## EXCERPT
+ + + + +
# Thread titles



## Rhod_TT (May 7, 2002)

Is there any way to encorage or limit the titles of thread? In recent weeks far too many have been popping up along the lines of "Problem", "Which should I get" and that's basicaly useless for the browser (they have to open every thread to see what's going on and I can't remember which one's I've read or not).

Maybe these subsections people have been refering too (engine & drivetrain, interior, ICE etc.) might be a good idea - at least people will then try and put threads in approximately the right place.


----------



## Rhod_TT (May 7, 2002)

Am I the only one bothered by this? It's driving me mad. I have to click every unknown "I need help" thread just to find out what it's about.

Is there a way we can encorage users/the OP to enter useful thread titles (like a drop down list of required 'title headers'). It doesn't mean creating seperate forum sections but it does atleast give a pointer to what a thread might contain and should therefore help with browsing.

eg from this mornings threads (although there doesn't seem to be any "untitled ones today").

Technical: Boost Gauge
Servicing: Help - My car is an import
Parts: tt breakers
Technical: 225 downpipe + cats...is there a point?
Technical: Brake pads...wear indicators
Technical: Front brake pads
Technical: window seems jamed
Technical: To N75 Race or not to N75 Race
Dealers/Specialists: G-WERKS
Interior: double cup holder to arm rest
Wheels/Tyres: different tyre widths front and back
Styling: Front indicator choices
Dealers/Specialists: APS - SUPERB SERVICE!
Remaps: The TT Shop Remap
Car Care: I need a clean hood!
Servicing: How much will Audi charge to replace front discs and pads?
Serviging: dealer servicing worth the money ?
Wheels/Tyres: Where do i get locking wheel nuts from?

Obviously the 'title headers' can be whatever is required and OP can change a title header if the thread takes on a distinct change in direction.


----------
+ + + + +
## ENTRIES SHOWN

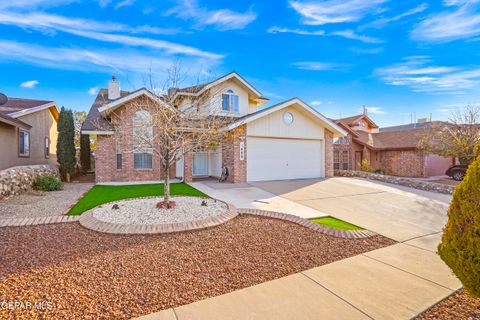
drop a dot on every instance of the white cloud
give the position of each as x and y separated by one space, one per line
91 29
350 34
334 11
222 19
461 23
276 29
93 91
383 21
319 66
420 77
101 60
29 84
+ + + + +
## PROBLEMS AND TASKS
a: Translate this sentence from the forum thread into Spanish: "Obviously the 'title headers' can be whatever is required and OP can change a title header if the thread takes on a distinct change in direction."
b: Retype the forum thread text between "Maybe these subsections" and "what it's about.", inclusive.

## ANSWERS
a: Obviamente, los 'encabezados de título' pueden ser lo que haga falta, y el autor del hilo puede cambiar un encabezado de título si el hilo da un giro claro de dirección.

b:
Maybe these subsections people have been refering too (engine & drivetrain, interior, ICE etc.) might be a good idea - at least people will then try and put threads in approximately the right place.


----------



## Rhod_TT (May 7, 2002)

Am I the only one bothered by this? It's driving me mad. I have to click every unknown "I need help" thread just to find out what it's about.